What you have to do: Below are some entries; write out each one of them exactly.

Data extract:

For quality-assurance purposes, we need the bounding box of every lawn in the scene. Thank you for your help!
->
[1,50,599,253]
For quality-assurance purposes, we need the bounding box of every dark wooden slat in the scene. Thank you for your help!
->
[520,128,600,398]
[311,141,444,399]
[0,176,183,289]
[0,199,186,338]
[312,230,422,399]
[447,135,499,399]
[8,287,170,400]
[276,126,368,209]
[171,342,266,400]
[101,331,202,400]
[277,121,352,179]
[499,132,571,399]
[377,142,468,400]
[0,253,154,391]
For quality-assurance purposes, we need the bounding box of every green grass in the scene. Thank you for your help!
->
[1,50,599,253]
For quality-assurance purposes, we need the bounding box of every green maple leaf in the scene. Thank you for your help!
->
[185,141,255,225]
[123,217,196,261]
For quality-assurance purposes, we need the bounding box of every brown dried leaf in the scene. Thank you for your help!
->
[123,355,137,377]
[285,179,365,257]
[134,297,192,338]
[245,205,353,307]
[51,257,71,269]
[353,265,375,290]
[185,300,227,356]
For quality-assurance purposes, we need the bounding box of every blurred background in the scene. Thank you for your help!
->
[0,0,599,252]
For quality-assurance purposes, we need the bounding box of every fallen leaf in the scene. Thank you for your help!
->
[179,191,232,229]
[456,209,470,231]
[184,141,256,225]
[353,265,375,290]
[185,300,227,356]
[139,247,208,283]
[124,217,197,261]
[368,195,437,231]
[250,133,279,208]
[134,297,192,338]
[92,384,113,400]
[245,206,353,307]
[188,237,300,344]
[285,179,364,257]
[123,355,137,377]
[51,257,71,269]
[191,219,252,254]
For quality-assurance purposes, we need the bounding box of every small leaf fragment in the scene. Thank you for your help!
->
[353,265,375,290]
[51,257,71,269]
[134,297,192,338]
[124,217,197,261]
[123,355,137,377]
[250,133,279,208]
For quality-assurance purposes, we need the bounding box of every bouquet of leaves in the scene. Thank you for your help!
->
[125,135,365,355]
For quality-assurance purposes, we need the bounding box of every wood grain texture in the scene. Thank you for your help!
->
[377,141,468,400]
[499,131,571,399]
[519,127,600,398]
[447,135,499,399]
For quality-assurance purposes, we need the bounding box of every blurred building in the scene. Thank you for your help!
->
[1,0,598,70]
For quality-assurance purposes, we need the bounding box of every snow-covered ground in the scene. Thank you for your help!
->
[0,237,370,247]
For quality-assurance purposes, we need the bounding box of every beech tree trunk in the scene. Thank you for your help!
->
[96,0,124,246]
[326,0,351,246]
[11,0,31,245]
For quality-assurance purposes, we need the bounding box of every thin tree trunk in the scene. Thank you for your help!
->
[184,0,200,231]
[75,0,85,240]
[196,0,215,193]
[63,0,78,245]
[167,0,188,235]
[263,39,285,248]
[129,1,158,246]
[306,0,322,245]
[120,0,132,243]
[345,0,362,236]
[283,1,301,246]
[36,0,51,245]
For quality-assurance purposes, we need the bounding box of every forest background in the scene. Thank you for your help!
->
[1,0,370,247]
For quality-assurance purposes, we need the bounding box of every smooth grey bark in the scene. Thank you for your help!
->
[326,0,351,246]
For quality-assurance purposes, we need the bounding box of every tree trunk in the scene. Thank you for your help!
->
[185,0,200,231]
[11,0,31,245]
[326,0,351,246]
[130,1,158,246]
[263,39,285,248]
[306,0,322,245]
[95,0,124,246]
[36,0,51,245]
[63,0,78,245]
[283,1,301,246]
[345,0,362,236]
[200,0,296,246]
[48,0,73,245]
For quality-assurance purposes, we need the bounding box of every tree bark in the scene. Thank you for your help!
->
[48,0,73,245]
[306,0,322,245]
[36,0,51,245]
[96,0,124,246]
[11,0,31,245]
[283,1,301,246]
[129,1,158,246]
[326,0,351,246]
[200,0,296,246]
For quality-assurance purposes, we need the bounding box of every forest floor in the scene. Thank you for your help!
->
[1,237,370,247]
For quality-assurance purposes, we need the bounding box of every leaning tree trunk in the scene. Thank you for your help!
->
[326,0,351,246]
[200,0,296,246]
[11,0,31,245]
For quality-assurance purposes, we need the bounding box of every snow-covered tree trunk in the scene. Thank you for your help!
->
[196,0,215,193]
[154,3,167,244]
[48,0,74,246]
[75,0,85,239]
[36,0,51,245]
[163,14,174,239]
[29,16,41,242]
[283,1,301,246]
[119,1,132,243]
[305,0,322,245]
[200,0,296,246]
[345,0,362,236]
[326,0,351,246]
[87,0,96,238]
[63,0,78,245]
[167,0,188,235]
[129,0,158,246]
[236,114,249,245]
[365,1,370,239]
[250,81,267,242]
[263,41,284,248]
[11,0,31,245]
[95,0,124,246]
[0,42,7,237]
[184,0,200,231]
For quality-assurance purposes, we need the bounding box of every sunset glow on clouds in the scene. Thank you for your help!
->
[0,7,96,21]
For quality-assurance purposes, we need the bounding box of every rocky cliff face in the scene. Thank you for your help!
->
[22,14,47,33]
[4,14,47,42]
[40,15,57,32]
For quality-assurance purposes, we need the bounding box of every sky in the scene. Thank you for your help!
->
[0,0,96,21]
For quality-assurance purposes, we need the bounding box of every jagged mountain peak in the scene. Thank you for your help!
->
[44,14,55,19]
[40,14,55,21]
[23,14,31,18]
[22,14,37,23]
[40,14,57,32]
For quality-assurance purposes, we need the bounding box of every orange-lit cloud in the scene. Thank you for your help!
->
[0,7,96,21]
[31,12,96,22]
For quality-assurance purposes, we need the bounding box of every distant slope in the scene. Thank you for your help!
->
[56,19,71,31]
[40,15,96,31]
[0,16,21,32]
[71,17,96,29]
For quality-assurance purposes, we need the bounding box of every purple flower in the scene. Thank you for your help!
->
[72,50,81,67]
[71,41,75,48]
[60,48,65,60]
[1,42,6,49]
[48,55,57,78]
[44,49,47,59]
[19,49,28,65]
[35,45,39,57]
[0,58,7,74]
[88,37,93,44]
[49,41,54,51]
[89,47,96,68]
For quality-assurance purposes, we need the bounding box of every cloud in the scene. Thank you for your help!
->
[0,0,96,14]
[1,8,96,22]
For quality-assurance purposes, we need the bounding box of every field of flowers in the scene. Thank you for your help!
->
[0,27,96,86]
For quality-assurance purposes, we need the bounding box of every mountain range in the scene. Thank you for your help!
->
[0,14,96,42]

Task answer:
For quality-assurance purposes, we need the bounding box of every lawn in the scene. Thank you for your help!
->
[1,50,599,253]
For quality-assurance purposes, we need the bounding box of every dark wooden slat in the scene. Thank you for your help!
->
[520,128,600,398]
[311,141,444,399]
[0,176,183,289]
[0,199,186,338]
[312,230,422,399]
[447,135,499,399]
[8,287,170,400]
[276,126,368,209]
[171,342,266,400]
[101,331,202,400]
[277,121,352,179]
[499,132,571,399]
[377,142,468,400]
[0,253,154,391]
For quality-assurance purposes, we need the bounding box of every green grass in the scene. Thank you for your help!
->
[1,50,599,253]
For quality-assurance purposes, we need the bounding box of every green maple leaf in the scene. Thank you for your help!
->
[185,141,255,225]
[123,217,196,261]
For quality-assurance purposes, we need the bounding box of every brown dried leaf in the scene. Thank you for your help!
->
[123,355,137,377]
[285,179,365,257]
[134,297,192,338]
[245,205,353,307]
[51,257,71,269]
[353,265,375,290]
[185,300,227,356]
For quality-assurance purposes, we need the bounding box of every blurred background in the scene. Thank you for your help!
->
[0,0,599,252]
For quality-assurance purposes, we need the bounding box of every fallen leaf in the scene. Thank you for your help!
->
[179,191,232,229]
[456,209,470,231]
[184,141,256,225]
[353,265,375,290]
[185,300,227,356]
[139,247,208,283]
[124,217,197,261]
[368,195,437,231]
[250,133,279,208]
[134,297,192,338]
[92,384,113,400]
[245,206,353,307]
[188,237,300,344]
[285,179,364,257]
[123,355,137,377]
[51,257,71,269]
[191,219,252,254]
For quality-assurance purposes, we need the bounding box of every small leaf fragment in the scene. Thank you for your help!
->
[353,265,375,290]
[51,257,71,269]
[134,297,192,338]
[124,217,197,261]
[123,355,137,377]
[250,133,279,208]
For quality-assurance purposes, we need the bounding box of every bouquet of leaves in the scene. Thank you for your help!
->
[125,135,365,355]
For quality-assurance purposes, we need the bounding box of every wood grain texture in the scene. Thank you for your help!
->
[377,141,468,400]
[499,131,571,399]
[519,127,600,398]
[447,135,499,399]
For quality-assurance purposes, we need the bounding box of every blurred building in the scene. Thank you for your help!
->
[1,0,598,70]
For quality-assurance purposes, we need the bounding box of every snow-covered ground in the scene. Thank you for your help!
->
[0,237,370,247]
For quality-assurance purposes, we need the bounding box of every beech tree trunk in the scene. Thank you for your help!
->
[96,0,124,246]
[326,0,351,246]
[11,0,31,245]
For quality-assurance purposes, we need the bounding box of every thin tree trunk in the scene. Thank you for your help!
->
[184,0,200,231]
[75,0,85,240]
[196,0,215,193]
[63,0,78,245]
[167,0,188,235]
[263,39,285,248]
[129,1,158,246]
[306,0,322,245]
[120,0,132,243]
[345,0,362,236]
[283,1,301,246]
[36,0,51,245]
For quality-assurance purposes, we need the bounding box of every forest background in the scene. Thank you for your help!
->
[1,0,370,247]
For quality-assurance purposes, we need the bounding box of every smooth grey bark in the scene. Thank you for your help!
->
[326,0,351,246]
For quality-assurance purposes, we need the bounding box of every tree trunk in the scene. Thank you for your help!
->
[185,0,200,231]
[11,0,31,245]
[326,0,351,246]
[130,1,158,246]
[263,39,285,248]
[306,0,322,245]
[95,0,124,246]
[36,0,51,245]
[63,0,78,245]
[283,1,301,246]
[345,0,362,236]
[200,0,296,246]
[48,0,73,245]
For quality-assurance purposes, we need the bounding box of every tree bark in the scene. Thank you for your help!
->
[48,0,73,245]
[306,0,322,245]
[36,0,51,245]
[96,0,124,246]
[11,0,31,245]
[283,1,301,246]
[129,1,158,246]
[326,0,351,246]
[200,0,296,246]
For quality-assurance purposes, we need the bounding box of every forest floor in the scene. Thank you for your help!
->
[1,237,370,247]
For quality-assurance purposes, we need the bounding box of every leaning tree trunk in the scene. Thank you for your help!
->
[326,0,351,246]
[200,0,296,246]
[11,0,31,245]
For quality-assurance purposes, we need the bounding box of every snow-covered tree trunk in the scene. Thank you for your help!
->
[196,0,215,193]
[154,3,167,244]
[48,0,74,246]
[75,0,85,239]
[36,0,51,245]
[163,14,174,239]
[29,16,41,242]
[283,1,301,246]
[119,1,132,243]
[305,0,322,245]
[200,0,296,246]
[345,0,362,236]
[326,0,351,246]
[87,0,96,238]
[63,0,78,245]
[167,0,188,235]
[129,0,158,246]
[236,114,249,245]
[365,1,370,239]
[250,81,267,242]
[263,41,284,248]
[11,0,31,245]
[95,0,124,246]
[0,42,7,237]
[184,0,200,231]
For quality-assurance purposes, we need the bounding box of every sunset glow on clouds in the scene. Thank you for your help!
->
[0,7,96,21]
For quality-assurance purposes, we need the bounding box of every rocky cliff face in the scene. Thank you for your help!
->
[22,14,47,33]
[4,14,47,42]
[40,15,57,32]
For quality-assurance purposes, we need the bounding box of every sky in the scene. Thank you for your help!
->
[0,0,96,21]
For quality-assurance purposes, we need the bounding box of every jagged mountain peak in the scene. Thank you for your help!
->
[44,14,55,19]
[40,14,55,21]
[23,14,31,18]
[22,14,37,23]
[40,14,57,32]
For quality-assurance purposes, we need the bounding box of every orange-lit cloud in the scene. Thank you for your help!
->
[0,7,96,21]
[31,12,96,22]
For quality-assurance purposes, we need the bounding box of every distant slope in the scene. Thank you for your help!
->
[56,19,71,31]
[40,15,96,31]
[0,16,21,32]
[71,17,96,29]
For quality-assurance purposes, we need the bounding box of every purple flower in the scene. Thank you for your help!
->
[72,50,81,67]
[71,41,75,48]
[60,48,65,60]
[1,42,6,49]
[48,55,57,78]
[44,49,47,59]
[19,49,28,65]
[35,45,39,57]
[0,58,7,74]
[88,37,93,44]
[49,41,54,51]
[89,47,96,68]
For quality-assurance purposes, we need the bounding box of every cloud in the scene. Thank you for your help!
->
[0,0,96,14]
[1,8,96,22]
For quality-assurance purposes, we need the bounding box of every field of flowers in the scene. Thank you for your help!
->
[0,27,96,86]
For quality-assurance purposes, we need the bounding box of every mountain range in the scene. Thank you for your help!
->
[0,14,96,42]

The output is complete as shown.